==== ページ

ラス・カサス伝 新世界征服の審問者
染田秀藤著 1990年 岩波書店
アメリカ大陸の現地人にとって、ヨーロッパ人の到来はまさに宇宙人の襲撃に匹敵する衝撃だったと思われますが、スペイン人にとっても、この広大な土地と人々をどのように扱うべきか戸惑いました。とりあえずスペイン人は、従来型、つまりイベリア半島においてレコンキスタにより新たに得た土地と領民を戦士に与えるという方式を採用しました。そして、一獲千金を夢見て命がけで「新大陸」に渡った征服者たちは、貪欲に利益を追求し、その結果インディオの生活は徹底的に破壊されました。
ラス・カサスの父は、コロンブスの第2回遠征に同行し、ラス・カサス自身も1502年にエスパニョーラ島に航行し、インディオを使役して農場経営を行いました。ラス・カサスが18歳頃のことでした。しかし、やがてインディオの悲惨な状況を目の当たりにし、1506年に司祭に叙任され、さらに司教に任命されると、「新大陸」(中南米)における数々の不正行為と先住民(インディオ)に対する残虐行為を告発、同地におけるスペイン支配の不当性を訴えつづけました。
スペイン本国も、インディオに対する対処の仕方が分からず、当初スペイン本国もラス・カサスの意見に耳を貸し、改革を実行したりしますが、「新大陸」の征服者によるラス・カサスに対する憎悪は凄まじく、改革案もほとんど実施されることはありませんでした。それでも彼はインディオの保護を叫び続け、1566年に死去するまでインディオの保護を訴え続けました。
ラス・カサスについての評価は、時代により異なります。「スペインの征服事業に関しては、武力による金銀財宝や領土の獲得を目指した、もっぱら軍事的な性格を帯びた企てであるとする解釈と、先住民のキリスト教への改宗、つまり魂の獲得と文明化という精神的かつ文化的目的をもった歴史的事業であったとする解釈がある。前者の解釈によれば、スペイン人征服者は物欲に駆られて先住民を殺戮した極悪非道な人間であり、キリスト教化はスペインがインディアスを支配し、掠奪するための単なる口実にすぎなかった。この解釈は歴史的に見れば、16世紀、つまり、近代の世界システムが確立しはじめたころ、イギリス、フランスやオランダなど、後発の植民地国家がスペインによるインディアス独占支配体制を打破するという政治的かつ経済的な意図のもとに行った反スペイン運動の中で生まれたものである。」スペイン人はこれを「黒い伝説」と呼び、ラス・カサスを「黒い伝説」の創出者として弾劾ました。

========
==== 表示データ

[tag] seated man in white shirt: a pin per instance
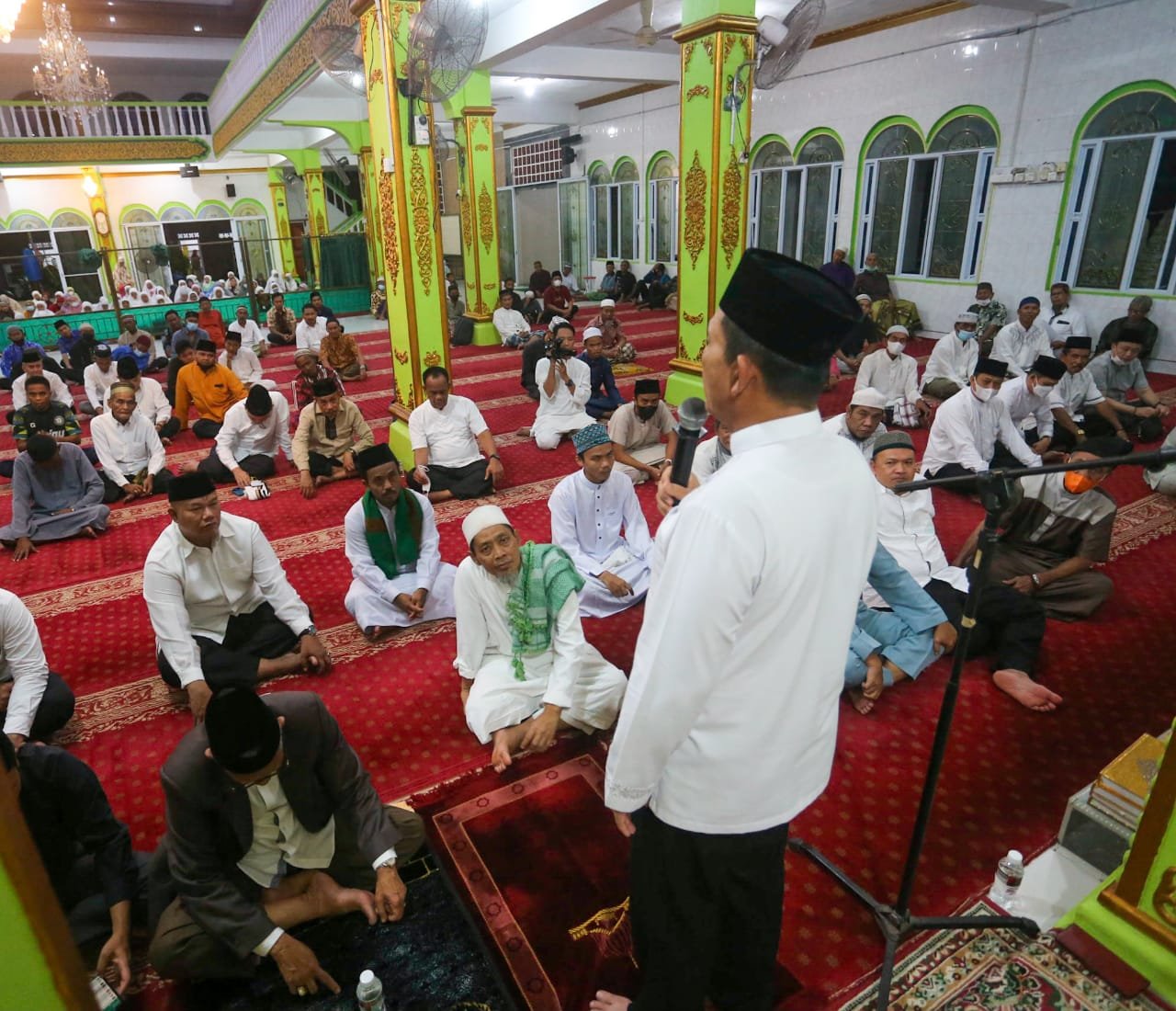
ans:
(597, 520)
(973, 432)
(895, 376)
(243, 363)
(1028, 401)
(221, 607)
(255, 430)
(129, 448)
(252, 338)
(525, 664)
(862, 423)
(1011, 625)
(311, 330)
(34, 701)
(638, 430)
(398, 575)
(272, 822)
(953, 359)
(565, 385)
(449, 437)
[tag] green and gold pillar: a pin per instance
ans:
(473, 118)
(281, 221)
(407, 200)
(712, 214)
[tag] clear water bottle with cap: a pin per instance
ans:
(369, 994)
(1009, 875)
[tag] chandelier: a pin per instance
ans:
(8, 12)
(66, 78)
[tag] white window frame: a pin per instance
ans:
(1084, 181)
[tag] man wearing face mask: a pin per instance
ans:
(1057, 528)
(970, 431)
(953, 360)
(1028, 399)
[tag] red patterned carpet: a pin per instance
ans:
(1008, 771)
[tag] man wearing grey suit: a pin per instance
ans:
(272, 822)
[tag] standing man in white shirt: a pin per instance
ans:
(729, 724)
(391, 541)
(129, 448)
(252, 338)
(311, 330)
(895, 376)
(255, 430)
(597, 520)
(449, 438)
(953, 359)
(221, 607)
(1021, 342)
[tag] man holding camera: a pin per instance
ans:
(565, 385)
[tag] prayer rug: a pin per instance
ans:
(540, 862)
(998, 969)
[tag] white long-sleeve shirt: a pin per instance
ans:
(952, 359)
(1027, 410)
(368, 572)
(242, 437)
(895, 378)
(194, 591)
(126, 449)
(1019, 347)
(730, 718)
(965, 432)
(22, 663)
(587, 520)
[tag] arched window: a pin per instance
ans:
(923, 210)
(662, 209)
(1117, 232)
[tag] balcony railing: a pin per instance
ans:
(25, 119)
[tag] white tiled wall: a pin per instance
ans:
(1037, 76)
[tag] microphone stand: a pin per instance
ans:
(895, 922)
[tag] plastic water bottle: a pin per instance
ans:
(369, 994)
(1009, 875)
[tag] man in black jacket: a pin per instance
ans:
(272, 822)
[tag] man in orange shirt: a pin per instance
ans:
(209, 386)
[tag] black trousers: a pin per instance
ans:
(1009, 625)
(257, 465)
(706, 915)
(248, 639)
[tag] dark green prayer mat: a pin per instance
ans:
(431, 960)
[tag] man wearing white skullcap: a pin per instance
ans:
(862, 423)
(521, 653)
(954, 359)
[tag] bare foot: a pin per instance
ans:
(608, 1002)
(1025, 690)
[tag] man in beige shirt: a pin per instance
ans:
(330, 432)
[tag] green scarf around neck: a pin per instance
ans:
(546, 578)
(391, 559)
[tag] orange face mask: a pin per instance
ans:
(1079, 482)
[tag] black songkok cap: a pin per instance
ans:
(374, 457)
(189, 486)
(323, 387)
(991, 366)
(243, 734)
(1048, 366)
(259, 402)
(789, 307)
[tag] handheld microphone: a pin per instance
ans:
(692, 415)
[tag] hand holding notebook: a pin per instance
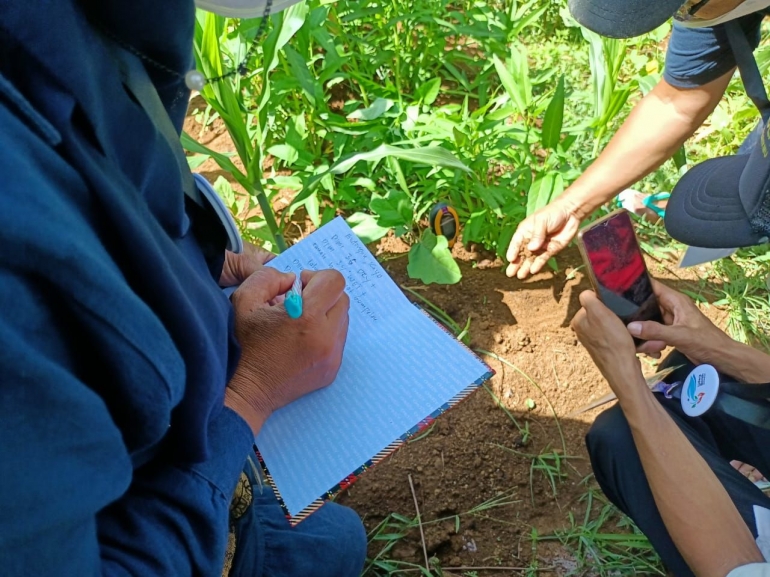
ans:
(399, 371)
(285, 358)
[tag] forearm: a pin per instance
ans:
(696, 509)
(653, 132)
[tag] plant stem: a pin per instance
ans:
(267, 212)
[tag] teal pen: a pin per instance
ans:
(293, 301)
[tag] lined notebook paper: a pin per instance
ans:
(399, 371)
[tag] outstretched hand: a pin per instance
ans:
(541, 236)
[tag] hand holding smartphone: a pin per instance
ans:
(617, 269)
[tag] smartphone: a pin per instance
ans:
(617, 269)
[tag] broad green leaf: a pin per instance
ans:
(285, 152)
(196, 160)
(225, 190)
(366, 228)
(543, 190)
(431, 262)
(394, 209)
(554, 118)
(430, 155)
(515, 78)
(379, 107)
(428, 92)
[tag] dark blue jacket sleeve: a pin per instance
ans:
(74, 499)
(72, 503)
(696, 56)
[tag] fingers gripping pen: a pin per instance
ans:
(293, 301)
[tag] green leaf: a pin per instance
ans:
(366, 228)
(225, 190)
(554, 118)
(428, 92)
(196, 160)
(430, 155)
(543, 190)
(395, 209)
(379, 107)
(515, 78)
(285, 152)
(431, 262)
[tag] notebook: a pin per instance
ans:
(400, 370)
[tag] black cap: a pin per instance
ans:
(724, 202)
(623, 18)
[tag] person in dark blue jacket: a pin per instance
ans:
(131, 388)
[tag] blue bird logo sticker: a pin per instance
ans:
(693, 397)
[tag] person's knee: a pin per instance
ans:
(346, 551)
(609, 438)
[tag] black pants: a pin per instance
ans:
(719, 439)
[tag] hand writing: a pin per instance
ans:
(283, 358)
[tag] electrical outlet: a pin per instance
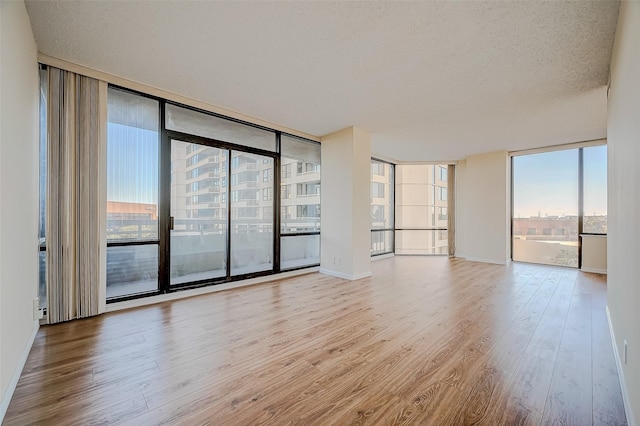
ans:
(37, 313)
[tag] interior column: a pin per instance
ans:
(346, 204)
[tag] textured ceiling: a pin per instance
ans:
(428, 80)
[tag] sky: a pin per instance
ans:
(132, 164)
(547, 184)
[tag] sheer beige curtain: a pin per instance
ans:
(73, 204)
(451, 208)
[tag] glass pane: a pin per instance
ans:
(422, 242)
(199, 209)
(132, 167)
(595, 190)
(44, 87)
(300, 250)
(209, 126)
(42, 183)
(381, 195)
(132, 270)
(421, 196)
(251, 213)
(421, 208)
(545, 208)
(381, 242)
(299, 186)
(42, 278)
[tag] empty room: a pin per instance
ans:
(319, 212)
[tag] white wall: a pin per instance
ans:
(346, 204)
(623, 242)
(19, 87)
(483, 208)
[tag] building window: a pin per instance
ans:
(422, 205)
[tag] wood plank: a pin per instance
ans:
(569, 401)
(425, 340)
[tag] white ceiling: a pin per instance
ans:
(429, 80)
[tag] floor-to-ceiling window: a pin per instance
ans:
(421, 209)
(133, 148)
(557, 196)
(42, 183)
(382, 207)
(193, 199)
(299, 203)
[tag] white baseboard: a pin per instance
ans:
(623, 386)
(484, 260)
(594, 270)
(11, 388)
(345, 276)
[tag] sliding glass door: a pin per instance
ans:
(252, 192)
(199, 213)
(222, 218)
(545, 208)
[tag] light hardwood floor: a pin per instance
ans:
(426, 340)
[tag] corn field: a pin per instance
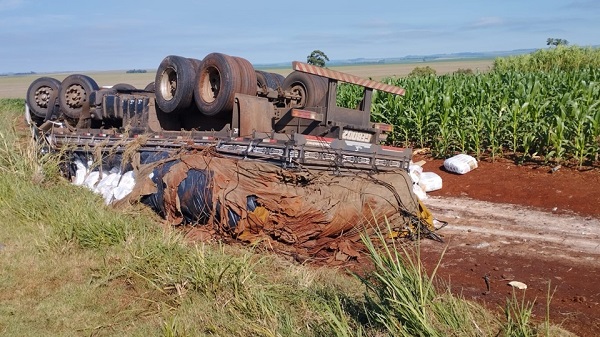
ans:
(540, 112)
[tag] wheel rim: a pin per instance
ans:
(42, 96)
(168, 84)
(210, 84)
(75, 96)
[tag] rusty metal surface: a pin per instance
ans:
(252, 113)
(309, 214)
(336, 75)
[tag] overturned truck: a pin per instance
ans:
(238, 153)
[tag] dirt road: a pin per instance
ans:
(544, 231)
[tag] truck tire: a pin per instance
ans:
(39, 93)
(310, 88)
(247, 77)
(149, 87)
(216, 83)
(278, 79)
(195, 64)
(174, 83)
(74, 93)
(123, 87)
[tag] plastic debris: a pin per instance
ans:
(461, 163)
(518, 285)
(430, 181)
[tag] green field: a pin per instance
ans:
(16, 86)
(74, 266)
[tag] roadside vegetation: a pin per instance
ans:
(73, 266)
(542, 107)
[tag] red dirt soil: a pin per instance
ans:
(568, 200)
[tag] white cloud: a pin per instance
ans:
(10, 4)
(485, 22)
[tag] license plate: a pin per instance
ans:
(357, 136)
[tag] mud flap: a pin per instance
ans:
(245, 116)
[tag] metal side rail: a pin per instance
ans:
(295, 151)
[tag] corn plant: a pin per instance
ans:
(544, 104)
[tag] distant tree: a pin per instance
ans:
(317, 58)
(467, 71)
(422, 71)
(556, 42)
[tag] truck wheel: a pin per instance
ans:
(174, 83)
(216, 83)
(247, 77)
(74, 93)
(309, 87)
(149, 87)
(123, 87)
(278, 79)
(39, 93)
(195, 64)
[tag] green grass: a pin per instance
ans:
(74, 266)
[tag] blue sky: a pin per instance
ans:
(84, 35)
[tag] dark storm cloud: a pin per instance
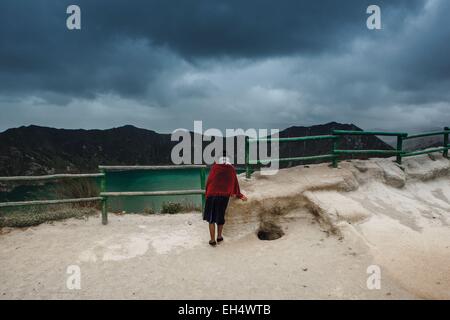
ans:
(123, 45)
(222, 61)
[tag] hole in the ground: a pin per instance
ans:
(269, 231)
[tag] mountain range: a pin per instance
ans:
(34, 150)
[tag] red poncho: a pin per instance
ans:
(222, 181)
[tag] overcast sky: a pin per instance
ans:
(233, 64)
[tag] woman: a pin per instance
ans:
(221, 184)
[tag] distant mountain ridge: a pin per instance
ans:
(34, 150)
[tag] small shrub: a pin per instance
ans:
(148, 211)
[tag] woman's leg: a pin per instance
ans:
(212, 231)
(219, 231)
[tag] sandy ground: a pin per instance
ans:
(337, 223)
(167, 257)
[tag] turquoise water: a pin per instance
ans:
(157, 180)
(160, 180)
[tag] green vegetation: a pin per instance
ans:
(31, 216)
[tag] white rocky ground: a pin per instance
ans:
(337, 222)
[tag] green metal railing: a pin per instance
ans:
(105, 195)
(443, 149)
(398, 151)
(249, 162)
(335, 153)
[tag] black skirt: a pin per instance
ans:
(215, 207)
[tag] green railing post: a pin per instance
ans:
(399, 148)
(445, 153)
(335, 155)
(104, 199)
(202, 186)
(247, 154)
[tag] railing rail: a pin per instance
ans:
(105, 195)
(333, 155)
(336, 152)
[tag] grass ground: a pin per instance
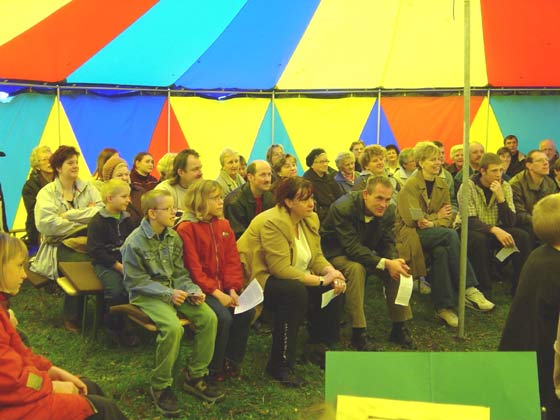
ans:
(124, 373)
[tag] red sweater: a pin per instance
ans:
(25, 387)
(210, 254)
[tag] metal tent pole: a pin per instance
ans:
(465, 195)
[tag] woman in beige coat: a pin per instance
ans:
(423, 226)
(281, 248)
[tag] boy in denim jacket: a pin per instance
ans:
(160, 285)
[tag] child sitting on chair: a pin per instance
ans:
(31, 387)
(210, 253)
(107, 231)
(160, 285)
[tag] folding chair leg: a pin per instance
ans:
(99, 301)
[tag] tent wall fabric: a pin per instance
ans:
(262, 44)
(136, 123)
(165, 75)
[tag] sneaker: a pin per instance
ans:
(448, 316)
(402, 337)
(362, 342)
(165, 401)
(475, 299)
(285, 377)
(201, 388)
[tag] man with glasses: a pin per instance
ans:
(529, 186)
(492, 221)
(325, 188)
(187, 169)
(252, 198)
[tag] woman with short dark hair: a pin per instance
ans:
(281, 248)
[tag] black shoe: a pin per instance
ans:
(315, 353)
(362, 342)
(285, 377)
(402, 337)
(165, 401)
(202, 388)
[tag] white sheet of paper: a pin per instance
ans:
(416, 214)
(506, 252)
(327, 297)
(405, 291)
(251, 297)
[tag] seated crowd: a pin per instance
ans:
(183, 245)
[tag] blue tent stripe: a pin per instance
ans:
(264, 137)
(22, 122)
(254, 49)
(281, 136)
(369, 133)
(530, 118)
(160, 45)
(125, 124)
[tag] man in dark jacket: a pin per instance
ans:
(357, 237)
(529, 186)
(252, 198)
(325, 188)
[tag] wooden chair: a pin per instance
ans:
(36, 279)
(138, 316)
(80, 280)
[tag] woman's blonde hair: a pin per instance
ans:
(546, 219)
(10, 248)
(424, 150)
(196, 200)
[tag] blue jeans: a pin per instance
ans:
(231, 336)
(444, 248)
(114, 294)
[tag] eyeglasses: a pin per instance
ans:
(168, 209)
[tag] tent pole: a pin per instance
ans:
(273, 109)
(58, 115)
(168, 120)
(378, 115)
(487, 118)
(465, 195)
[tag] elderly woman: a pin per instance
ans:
(165, 166)
(210, 254)
(63, 209)
(102, 157)
(407, 166)
(427, 194)
(117, 168)
(325, 188)
(357, 148)
(346, 175)
(229, 177)
(457, 158)
(282, 250)
(285, 167)
(142, 165)
(41, 174)
(392, 162)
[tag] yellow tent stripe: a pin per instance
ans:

========

問題:
ラス・カサス伝のページによると、ラス・カサスが司祭に叙任されたのは何年か答えてください。

解答:
1506年。